- Page excerpt -
● ● ● ● ● ● ●
Inductive reasoning is sometimes explained by using either the ‘duck test’ (“if it looks like a duck, swims like a duck and quacks like a duck, then it probably is a duck”) or the ‘elephant test’ (“it is difficult to describe, but you know it when you see it”).

In EU competition law, it sometimes feels that identifying a restriction of competition ‘by object’ is much the same. Using experience and intuition, we (and particularly competition authorities) believe we can tell when an agreement does restrict competition without actually assessing its effects on competition. This does, of course, lead to a risk of a perceived degree of arbitrary decision-making, other than in the case of hardcore cartels, which are now broadly accepted as being anti-competitive.

In its recent judgment, of 11 September 2014, in Case C-67/13P Cartes Bancaires v European Commission, the Court of Justice of the European Union (“CJEU”) had to consider again the difficult question of when an agreement has an anti-competitive object and is therefore prohibited by Article 101(1) TFEU.

In its judgment, the CJEU has provided further clarity on when an agreement has the object of restricting competition. In particular, a ‘restriction by object’ may be found only after it is shown that the agreement, by its wording, objectives and context, displays as sufficient degree of harm to competition so that, by its very nature, they are intended to change, appreciably, the structure of the market. The CJEU also confirms that, where an agreement concerns a two-sided market (such as payment systems) or other related markets, its ability to harm competition must be demonstrated on all such markets.

Whilst the CJEU’s guidance should restrict competition authorities’ increasing tendency to take a ‘short cut’ and find that an agreement or practice restricts competition ‘by object’ (which obviates the often difficult assessment of its effects on competition), there remain ambiguities as to exactly when an agreement restricts competition ‘by object’.

Having annulled the GCEU’s upholding of the Commission’s decision that CB’s new rules restricted competition by object, the CJEU referred the case back to the CGEU for a consideration of whether the rules had the effect of restricting competition.

Cartes Bancaires: background

Cartes Bancaires is one of several cases concerning the application of competition law to card payment systems. Others include Case C-382/12P Mastercard (in which an identically constituted Chamber of the CJEU upheld, also on 11 September 2014, the Commission’s decision that Mastercard’s multilateral interchange fee infringed Article 101(1) TFEU and was not exempted under Article 101(3)) and Visa Europe (in which Visa gave commitments to resolve the Commission’s investigation into its MIFs).

Cartes Bancaires (“CB”) is the national bank card payment system in France, to which French banks are members. In 2007, the Commission found that certain of CB’s new rules infringed Article 101(1).
● ● ● ● ● ● ●
- Exercise data -
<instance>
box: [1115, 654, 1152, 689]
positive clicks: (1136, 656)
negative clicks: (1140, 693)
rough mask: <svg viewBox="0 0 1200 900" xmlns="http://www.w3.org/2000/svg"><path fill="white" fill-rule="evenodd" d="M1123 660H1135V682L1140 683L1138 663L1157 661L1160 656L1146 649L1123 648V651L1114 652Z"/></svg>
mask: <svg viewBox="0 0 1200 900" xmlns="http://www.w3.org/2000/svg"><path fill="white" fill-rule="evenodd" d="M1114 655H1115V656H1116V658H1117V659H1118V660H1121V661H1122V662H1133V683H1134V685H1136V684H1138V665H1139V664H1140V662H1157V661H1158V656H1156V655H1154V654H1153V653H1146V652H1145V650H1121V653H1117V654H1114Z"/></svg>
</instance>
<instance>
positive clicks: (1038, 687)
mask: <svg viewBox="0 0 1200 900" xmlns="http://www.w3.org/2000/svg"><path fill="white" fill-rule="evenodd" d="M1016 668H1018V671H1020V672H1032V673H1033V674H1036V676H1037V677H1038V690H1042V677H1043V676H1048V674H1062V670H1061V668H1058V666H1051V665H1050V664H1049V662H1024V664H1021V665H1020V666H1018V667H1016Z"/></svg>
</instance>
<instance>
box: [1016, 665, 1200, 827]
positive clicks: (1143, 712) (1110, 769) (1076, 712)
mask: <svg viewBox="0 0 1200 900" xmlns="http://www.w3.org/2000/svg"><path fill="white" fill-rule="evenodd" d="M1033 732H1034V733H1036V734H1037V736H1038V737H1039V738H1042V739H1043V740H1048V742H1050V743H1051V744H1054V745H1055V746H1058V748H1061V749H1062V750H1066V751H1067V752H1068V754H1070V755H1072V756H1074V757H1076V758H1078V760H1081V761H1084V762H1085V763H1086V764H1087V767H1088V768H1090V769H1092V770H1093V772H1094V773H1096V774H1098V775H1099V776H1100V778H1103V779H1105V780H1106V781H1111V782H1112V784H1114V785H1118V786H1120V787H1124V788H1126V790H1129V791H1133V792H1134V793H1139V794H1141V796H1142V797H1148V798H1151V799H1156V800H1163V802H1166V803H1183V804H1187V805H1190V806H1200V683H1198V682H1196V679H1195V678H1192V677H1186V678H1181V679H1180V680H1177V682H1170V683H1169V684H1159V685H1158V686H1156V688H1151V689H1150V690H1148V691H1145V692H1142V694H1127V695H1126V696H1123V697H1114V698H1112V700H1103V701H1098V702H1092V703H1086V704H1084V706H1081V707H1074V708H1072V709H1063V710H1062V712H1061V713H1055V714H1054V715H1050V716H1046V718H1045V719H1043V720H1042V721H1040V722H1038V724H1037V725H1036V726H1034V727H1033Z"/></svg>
● ● ● ● ● ● ●
Carry on the commentary on the Cartes Bancaires judgment, starting right after its last sentence.

The Commission objected to new CB rules that imposed: (i) a levy on banks that had significantly greater card issuing activities than merchant acquiring activities; (ii) a membership fee per card issued; (iii) supplementary membership fees on banks that increased significantly the number of cards issued by them; and (iv) further fees on banks that had hitherto been inactive but which subsequently increased significantly the number of cards issued by them. CB had argued that these rules were required to prevent ‘free riding’ by banks that issued cards but did not have any or only limited merchant acquiring activities. However, the Commission considered that these rules had both the object and effect of restricting competition by increasing the costs of and thereby impeding new entry and expansion by card issuers, so limiting price competition between card issuers, to the benefit of CB’s largest members. It refused to grant an exemption under Article 101(3).

In 2012, the General Court (“GCEU”) dismissed appeals by CB and three of its member banks. CB and the banks made a further appeal to the CJEU. The CJEU’s judgment focuses on the GCEU’s finding that the CB rules restricted competition by object.

Cartes Bancaires: restriction of competition by object – applicable legal principles

Article 101(1) prohibits agreements, decisions and concerted practices that have the object or effect of restricting, preventing or distorting competition. Where an agreement has an anti-competitive object, it is not necessary for the Commission to demonstrate that it has in fact had anti-competitive effects.

In Cartes Bancaires, the CJEU reconfirmed when it is permissible for the Commission to find than agreement restricts competition ‘by object’. The same principles apply to the GCEU when hearing appeals against decisions of the Commission, since it must undertake a full review of the Commission’s application of Article 101(1) (see in this regard Case C-386/10 Chalkor).

According to the CJEU, reflecting prior case law (in particular Case C-209/07 Beef Industry Development Society and Case C-32/11 Allianz Hungária), a finding that an agreement (or decision or concerted practice) restricts competition ‘by object’ can be made where it has “a sufficient degree of harm to competition” (see para. 49) such that it can be regarded “by [its] very nature as being harmful to the proper functioning of normal competition” (see para. 50). This will be the case where it has the object of “changing appreciably the structure of the market”, for example – as in BIDS – by causing competitors to leave the market and/or by reducing over-capacity (see paras. 84 and 85).

Cartes Bancaires: the new rules did not constitute a restriction by object

The CJEU found that the GCEU had not applied the correct legal principles in upholding the Commission’s finding that CB’s new rules constituted a restriction of competition ‘by object’. It had failed to ascertain whether the rules had, by their very nature, a sufficient degree of harm to competition and had, instead, applied a lower threshold of whether the rules were “capable… of preventing, restricting or distorting competition” (see para. 57). The GCEU had also incorrectly held that the concept of an infringement by object should not be given a restrictive interpretation (see para. 58).

The CJEU then considered whether the GCEU’s errors invalidated its assessment that the new CB rules constituted a ‘by object’ restriction of competition. It found that the GCEU did not explain how the wording of the rules led to a restriction of competition (see para. 65). It merely inferred that the rules impeded competition by new entrants on the French market for issuing payment cards (see para. 68) so as to sufficiently harm competition and thus constitute a restriction by object (see paras. 69 and 85). Accordingly, the GCEU had failed to establish that the rules had a restrictive object (see paras. 70 and 71) by appreciably changing the structure of the market (see para. 85).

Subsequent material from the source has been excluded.